» **Text segment**:
------

1. Department of Biological Chemistry and Molecular Pharmacology, Harvard Medical School, 240 Longwood Avenue, Boston, Massachusetts 02115, USA
2. Biochemie/Fachbereich Chemie, Philipps-Universität Marburg, Hans-Meerwein-Strasse, 35032 Marburg, Germany

Correspondence to: Christopher T. Walsh¹ Correspondence and requests for materials should be addressed to C.T.W. (e-mail: Email: walsh@walsh.med.harvard.edu).

Abstract

In the biosynthesis of many macrocyclic natural products by multidomain megasynthases, a carboxy-terminal thioesterase (TE) domain is involved in cyclization and product release^{1, 2}; however, it has not been determined whether TE domains can catalyse macrocyclization (and elongation in the case of symmetric cyclic peptides) independently of upstream domains. The inability to decouple the TE cyclization step from earlier chain assembly steps has precluded determination of TE substrate specificity, which is important for the engineered biosynthesis of new compounds¹. Here we report that the excised TE domain from tyrocidine synthetase efficiently catalyses cyclization of a decapeptide-thioester to form the antibiotic tyrocidine A, and can catalyse pentapeptide-thioester dimerization followed by cyclization to form the antibiotic gramicidin S. By systematically varying the decapeptide-thioester substrate and comparing cyclization rates, we also show that only two residues (one near each end of the decapeptide) are critical for cyclization. This specificity profile indicates that the tyrocidine synthetase TE, and by analogy many other TE domains, will be able to cyclize and release a broad range of new substrates and products produced by engineered enzymatic assembly lines.

------

» **Provided information**:
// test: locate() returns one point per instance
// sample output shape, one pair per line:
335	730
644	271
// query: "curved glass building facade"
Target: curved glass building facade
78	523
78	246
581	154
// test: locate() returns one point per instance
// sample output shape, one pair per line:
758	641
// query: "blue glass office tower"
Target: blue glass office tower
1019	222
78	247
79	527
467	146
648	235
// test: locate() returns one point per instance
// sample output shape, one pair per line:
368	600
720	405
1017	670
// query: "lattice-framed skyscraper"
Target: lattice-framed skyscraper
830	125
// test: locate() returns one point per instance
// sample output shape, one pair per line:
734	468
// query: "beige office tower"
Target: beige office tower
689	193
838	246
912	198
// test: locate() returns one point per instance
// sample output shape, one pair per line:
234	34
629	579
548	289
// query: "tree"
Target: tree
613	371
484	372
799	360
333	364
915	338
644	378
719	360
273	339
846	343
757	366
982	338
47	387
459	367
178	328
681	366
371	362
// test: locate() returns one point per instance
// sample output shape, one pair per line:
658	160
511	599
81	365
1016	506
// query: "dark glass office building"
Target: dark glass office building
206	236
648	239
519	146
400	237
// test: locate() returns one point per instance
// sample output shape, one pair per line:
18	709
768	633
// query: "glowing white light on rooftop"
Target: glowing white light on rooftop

------

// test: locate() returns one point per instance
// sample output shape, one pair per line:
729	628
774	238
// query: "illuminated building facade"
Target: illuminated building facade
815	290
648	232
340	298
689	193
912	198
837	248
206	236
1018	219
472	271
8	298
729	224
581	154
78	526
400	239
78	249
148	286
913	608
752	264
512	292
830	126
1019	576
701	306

------

» **List of tasks**:
(a) According to the thioesterase text, how many residues of the decapeptide-thioester substrate are critical for cyclization?
(b) Reproduce the part of the thioesterase text starting with "1. Department of" and going on through "C.T.W. (e-mail: Email: walsh@walsh.med.harvard.edu).".

» **Exercise responses**:
(a) Two residues are critical, one near each end of the decapeptide.

(b)
1. Department of Biological Chemistry and Molecular Pharmacology, Harvard Medical School, 240 Longwood Avenue, Boston, Massachusetts 02115, USA
2. Biochemie/Fachbereich Chemie, Philipps-Universität Marburg, Hans-Meerwein-Strasse, 35032 Marburg, Germany

Correspondence to: Christopher T. Walsh¹ Correspondence and requests for materials should be addressed to C.T.W. (e-mail: Email: walsh@walsh.med.harvard.edu).